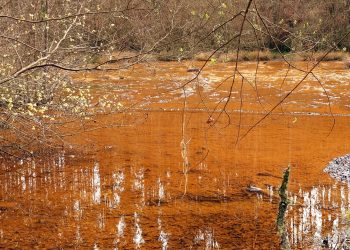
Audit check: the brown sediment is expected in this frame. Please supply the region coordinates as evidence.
[0,62,350,249]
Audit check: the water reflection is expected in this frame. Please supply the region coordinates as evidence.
[289,185,350,249]
[0,150,350,249]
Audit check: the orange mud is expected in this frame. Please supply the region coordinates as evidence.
[0,62,350,249]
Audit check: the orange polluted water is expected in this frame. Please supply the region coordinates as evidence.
[0,62,350,249]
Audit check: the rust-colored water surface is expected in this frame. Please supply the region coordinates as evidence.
[0,62,350,249]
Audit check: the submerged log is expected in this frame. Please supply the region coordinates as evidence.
[277,166,290,250]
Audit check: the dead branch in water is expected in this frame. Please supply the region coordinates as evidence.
[277,166,290,250]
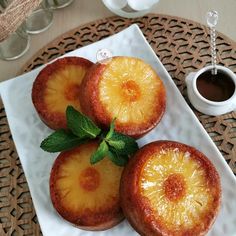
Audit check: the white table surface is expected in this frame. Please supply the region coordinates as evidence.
[0,0,236,81]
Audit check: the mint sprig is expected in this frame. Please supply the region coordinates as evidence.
[40,106,138,166]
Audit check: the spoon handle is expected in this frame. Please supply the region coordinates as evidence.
[210,27,217,75]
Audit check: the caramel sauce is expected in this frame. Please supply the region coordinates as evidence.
[196,70,235,102]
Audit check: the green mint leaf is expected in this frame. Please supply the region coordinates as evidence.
[90,140,108,165]
[107,139,125,150]
[108,149,129,166]
[66,106,101,138]
[106,118,116,140]
[40,130,85,152]
[107,131,138,155]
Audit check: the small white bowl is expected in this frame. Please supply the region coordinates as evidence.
[185,65,236,116]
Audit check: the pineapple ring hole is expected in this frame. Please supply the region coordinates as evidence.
[64,83,80,101]
[79,167,100,192]
[163,173,186,201]
[121,80,141,102]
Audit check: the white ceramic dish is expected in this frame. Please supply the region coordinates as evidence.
[0,25,236,236]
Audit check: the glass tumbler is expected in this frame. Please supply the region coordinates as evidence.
[45,0,74,10]
[25,0,53,34]
[0,23,29,60]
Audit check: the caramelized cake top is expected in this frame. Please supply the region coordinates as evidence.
[122,141,221,235]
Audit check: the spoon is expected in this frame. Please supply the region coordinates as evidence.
[206,11,218,75]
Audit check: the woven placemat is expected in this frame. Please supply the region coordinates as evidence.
[0,14,236,236]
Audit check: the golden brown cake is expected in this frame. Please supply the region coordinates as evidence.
[32,57,93,129]
[80,57,166,138]
[50,141,124,230]
[120,141,221,236]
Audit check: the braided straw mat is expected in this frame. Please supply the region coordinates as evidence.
[0,0,42,42]
[0,14,236,236]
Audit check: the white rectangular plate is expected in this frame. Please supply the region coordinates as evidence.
[0,25,236,236]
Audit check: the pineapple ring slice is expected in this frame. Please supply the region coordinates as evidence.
[120,141,221,236]
[81,57,166,138]
[32,57,93,129]
[50,141,123,230]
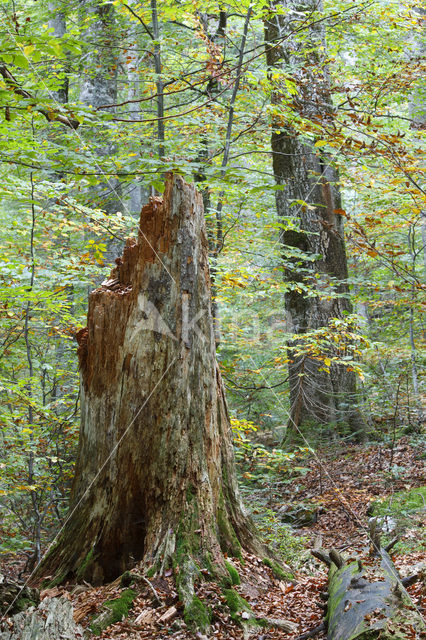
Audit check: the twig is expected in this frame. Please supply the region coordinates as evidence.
[132,573,164,605]
[295,622,325,640]
[311,549,331,567]
[401,572,420,588]
[0,64,80,129]
[385,538,399,553]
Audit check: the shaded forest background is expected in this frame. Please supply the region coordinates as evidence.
[0,0,426,564]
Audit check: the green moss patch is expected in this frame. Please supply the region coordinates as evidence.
[225,560,241,584]
[217,494,242,558]
[90,589,137,635]
[183,596,211,631]
[262,558,294,581]
[41,571,67,589]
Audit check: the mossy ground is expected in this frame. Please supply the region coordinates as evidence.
[183,596,212,631]
[90,589,137,635]
[225,560,241,584]
[262,558,294,581]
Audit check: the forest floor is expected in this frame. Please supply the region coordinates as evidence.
[0,438,426,640]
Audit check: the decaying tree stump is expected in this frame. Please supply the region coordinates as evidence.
[34,176,265,628]
[312,548,426,640]
[0,598,84,640]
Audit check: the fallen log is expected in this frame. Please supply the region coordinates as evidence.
[312,544,426,640]
[0,597,84,640]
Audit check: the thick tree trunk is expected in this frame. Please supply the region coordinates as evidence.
[35,176,261,606]
[265,0,363,438]
[313,549,425,640]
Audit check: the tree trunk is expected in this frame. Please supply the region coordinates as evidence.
[80,0,122,261]
[265,0,363,432]
[38,176,262,606]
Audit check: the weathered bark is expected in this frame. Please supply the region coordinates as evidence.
[0,598,84,640]
[313,549,425,640]
[265,0,363,438]
[38,176,261,606]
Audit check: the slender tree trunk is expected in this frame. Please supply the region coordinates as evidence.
[265,0,363,432]
[49,0,68,104]
[80,0,122,245]
[35,176,261,606]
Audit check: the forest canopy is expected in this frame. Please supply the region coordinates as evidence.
[0,0,426,636]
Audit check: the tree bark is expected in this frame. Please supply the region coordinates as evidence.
[313,549,425,640]
[265,0,364,433]
[80,0,122,248]
[38,176,264,606]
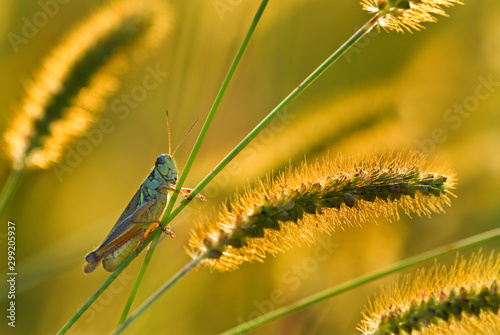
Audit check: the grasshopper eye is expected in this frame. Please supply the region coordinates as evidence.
[155,155,167,166]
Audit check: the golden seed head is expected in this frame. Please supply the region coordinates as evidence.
[361,0,463,32]
[358,253,500,334]
[188,153,455,271]
[4,0,171,168]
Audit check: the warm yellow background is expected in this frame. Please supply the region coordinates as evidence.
[0,0,500,334]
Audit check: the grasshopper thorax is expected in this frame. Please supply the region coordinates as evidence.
[155,154,177,185]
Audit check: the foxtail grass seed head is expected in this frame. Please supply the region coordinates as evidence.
[4,0,171,168]
[361,0,463,32]
[188,152,455,271]
[359,254,500,335]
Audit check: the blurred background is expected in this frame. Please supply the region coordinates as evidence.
[0,0,500,334]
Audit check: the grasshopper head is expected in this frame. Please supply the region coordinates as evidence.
[155,154,177,184]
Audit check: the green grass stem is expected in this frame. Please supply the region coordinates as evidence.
[0,165,24,217]
[118,0,268,325]
[219,228,500,335]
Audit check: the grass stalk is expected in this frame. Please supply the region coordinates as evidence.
[112,257,202,335]
[0,165,24,217]
[115,15,378,334]
[58,9,379,334]
[118,0,268,325]
[219,228,500,335]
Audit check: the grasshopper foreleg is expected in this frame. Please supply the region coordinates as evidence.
[159,185,207,201]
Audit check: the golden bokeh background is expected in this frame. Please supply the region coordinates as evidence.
[0,0,500,334]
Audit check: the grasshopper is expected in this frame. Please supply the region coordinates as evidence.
[83,114,206,274]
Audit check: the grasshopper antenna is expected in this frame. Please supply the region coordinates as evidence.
[173,118,200,157]
[165,109,172,156]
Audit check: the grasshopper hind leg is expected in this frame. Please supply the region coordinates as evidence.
[83,252,101,275]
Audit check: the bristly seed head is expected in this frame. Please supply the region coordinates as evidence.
[361,0,463,32]
[188,152,455,271]
[4,0,171,169]
[358,253,500,335]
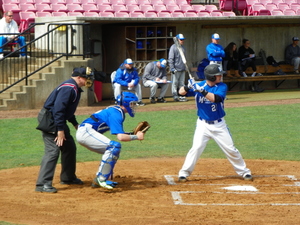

------------------------------------------------------------

문제 설명: 위의 기록 전체를 번호를 매긴 목록으로 정리하되, 빈 줄은 넣지 마세요. 그림은 답에서 빼세요.

풀이:
1. Audit check: the brown sediment is expected in this frame. Please supply the region coordinates as evidence.
2. [0,62,350,249]
3. Audit check: the water reflection is expected in this frame. Please supply the region coordinates as evidence.
4. [289,185,350,249]
5. [0,150,350,249]
6. Audit check: the orange mud is expected in this frame. Please supply the region coordinates as evidence.
7. [0,62,350,249]
8. Audit check: the orange polluted water is expected in this frame. Please supply the region coordinates as evidence.
9. [0,62,350,249]
10. Audit check: the rust-colored water surface is expected in this frame. Please supply the region coordinates as evidence.
11. [0,62,350,249]
12. Audit check: the submerged log is expected in this frame. Please supply the region coordinates as evidence.
13. [277,166,290,250]
14. Audit check: the dead branch in water is expected in this frame. Please supply the region coordinates as evidence.
15. [277,166,290,250]
16. Audit check: the white table surface is expected in this frame. Please supply the region coordinates as evidence.
17. [0,0,236,81]
18. Audit check: the mint sprig is expected in this frame. Please supply the region coordinates as evidence.
19. [40,106,138,166]
20. Audit check: the spoon handle is expected in this frame. Please supply the region coordinates as evidence.
21. [210,27,217,75]
22. Audit check: the caramel sauce is expected in this frame. Please supply the region coordinates as evidence.
23. [196,70,235,102]
24. Audit check: the green mint leaf is expected in this frame. Please supply the region coordinates as evidence.
25. [90,140,108,165]
26. [107,139,125,150]
27. [108,149,129,166]
28. [66,106,101,138]
29. [106,118,116,140]
30. [40,130,85,152]
31. [107,131,138,155]
32. Audit check: the small white bowl is expected in this frame. Please supply the region coordinates as evidence.
33. [185,65,236,116]
34. Audit check: the pineapple ring hole is expected in this frame. Please supply the region coordinates as evidence.
35. [64,83,80,101]
36. [79,167,100,192]
37. [163,173,186,201]
38. [121,80,141,102]
39. Audit check: the white ceramic dish is expected in this frame. Please supply the region coordinates as evidence.
40. [0,25,236,236]
41. Audit check: the glass tumbler is expected in this frame. Please supply the region coordinates as evidence.
42. [45,0,74,10]
43. [25,0,53,34]
44. [0,23,29,60]
45. Audit check: the caramelized cake top is expected in this frame. Please supply the region coordinates as evidence.
46. [122,141,221,235]
47. Audit check: the spoon is expected in this frame. Please supply the region coordinates as evidence.
48. [206,11,218,75]
49. Audit check: the woven placemat is expected in this frame. Please supply the region coordinates as evidence.
50. [0,14,236,236]
51. Audit check: the golden brown cake is expected in this frame. Please supply the region coordinates as evidence.
52. [32,57,93,129]
53. [80,57,166,138]
54. [50,141,124,230]
55. [120,141,221,236]
56. Audit check: the braided straw mat is expected in this frame. Please supply the region coordinates as evidence.
57. [0,0,42,42]
58. [0,14,236,236]
59. Audit check: the white rectangular plate is expected in this frame. Please supply the region coordinates as evidence.
60. [0,25,236,236]
61. Audit check: the pineapple ring slice is expected in this frame. Please supply the region coordinates as evidence.
62. [120,141,221,236]
63. [81,57,166,138]
64. [32,57,93,129]
65. [50,141,123,230]
66. Audit check: the twig is expected in this frame. Please supply the region coordinates as evidence.
67. [132,573,164,605]
68. [295,622,325,640]
69. [311,549,331,567]
70. [401,572,420,588]
71. [0,64,80,129]
72. [385,538,399,553]
73. Audit check: the shaded forest background is expected in this frame. Please supply the region coordinates as evidence.
74. [0,0,426,564]
75. Audit check: the green moss patch is expected in this frame. Please supply the region coordinates as evidence.
76. [225,560,241,584]
77. [217,494,242,558]
78. [90,589,137,635]
79. [183,596,211,631]
80. [262,558,294,581]
81. [41,571,67,589]
82. Audit check: the mossy ground is expected in this frame. Please supply the region coordinates as evidence.
83. [183,596,212,631]
84. [90,589,137,635]
85. [225,560,241,584]
86. [262,558,294,581]
87. Audit check: the forest floor is expected in this frame. Please supply the region coordinates as evidence.
88. [0,438,426,640]
89. Audit check: the decaying tree stump is expected in this frame. Please supply the region coordinates as evidence.
90. [34,176,265,628]
91. [312,548,426,640]
92. [0,598,84,640]
93. Audit check: the fallen log is expected in this frame. Please supply the region coordinates as evidence.
94. [312,544,426,640]
95. [0,597,84,640]
96. Audit check: the thick tree trunk is expected in this frame. Please supply the region coordinates as evidence.
97. [35,176,261,606]
98. [265,0,363,438]
99. [313,549,425,640]
100. Audit check: the tree trunk is expected in this frame. Please supply the region coordinates as evidence.
101. [80,0,122,261]
102. [265,0,363,432]
103. [38,176,262,606]
104. Audit check: the weathered bark is expected in this frame. Please supply the region coordinates as evidence.
105. [0,598,84,640]
106. [313,549,425,640]
107. [265,0,363,438]
108. [38,176,261,606]
109. Audit check: the slender tree trunk is expected in this frame. Please supply the region coordinates as evidence.
110. [265,0,363,432]
111. [49,0,68,104]
112. [80,0,122,245]
113. [35,176,261,606]
114. Audit check: the forest canopy is expected in this frame. Please supply the region coordinates as evidence.
115. [0,0,426,636]
116. Audit check: the tree bark is expected in this frame. Please supply the region coordinates as evidence.
117. [313,549,425,640]
118. [265,0,364,433]
119. [80,0,122,248]
120. [38,176,264,606]
121. Audit check: the grasshopper eye is expected in this frame. Please supply the region coordinates as evidence.
122. [155,155,167,166]
123. Audit check: the golden seed head is expected in this frame. Please supply the region coordinates as evidence.
124. [361,0,463,32]
125. [358,253,500,334]
126. [188,153,455,271]
127. [4,0,171,168]
128. Audit check: the warm yellow background is expected in this frame. Please supply the region coordinates as evidence.
129. [0,0,500,334]
130. Audit check: the grasshopper thorax is expected in this frame. Please supply the region coordinates as evidence.
131. [155,154,177,185]
132. Audit check: the foxtail grass seed head is expected in this frame. Please supply the region coordinates as evidence.
133. [4,0,171,168]
134. [361,0,463,32]
135. [188,152,455,271]
136. [359,254,500,335]
137. Audit check: the blurred background is expected in this frame. Please supply the region coordinates as evidence.
138. [0,0,500,334]
139. Audit check: the grasshopper head is expected in this frame. Please supply the region coordinates as evidence.
140. [155,154,177,184]
141. Audit check: the green grass stem is expected in this frame. Please supply the region coordinates as evidence.
142. [0,165,24,217]
143. [118,0,268,325]
144. [219,228,500,335]
145. Audit check: the grass stalk is expected in this frame. Please supply the region coordinates as evidence.
146. [112,257,202,335]
147. [0,165,24,217]
148. [115,15,378,334]
149. [58,9,379,334]
150. [118,0,268,325]
151. [219,228,500,335]
152. Audit check: the grasshopper foreleg is expected in this frame. Please supply the region coordinates as evidence.
153. [159,185,207,201]
154. Audit check: the golden bokeh background is expected in this frame. Please supply the region coordinates as evidence.
155. [0,0,500,334]
156. Audit check: the grasshopper is expected in this frame. Please supply the region coordinates as evidence.
157. [83,114,206,274]
158. Audit check: the grasshopper antenna is expected in this frame. Please supply the region coordinates as evidence.
159. [173,118,200,157]
160. [165,109,172,156]
161. Audit check: the grasshopper hind leg is expected in this frame. Please supply the region coordinates as evidence.
162. [83,252,101,275]
163. Audit check: the bristly seed head is expected in this frame. Please supply the region coordinates as evidence.
164. [361,0,463,32]
165. [188,152,455,271]
166. [4,0,171,169]
167. [358,253,500,335]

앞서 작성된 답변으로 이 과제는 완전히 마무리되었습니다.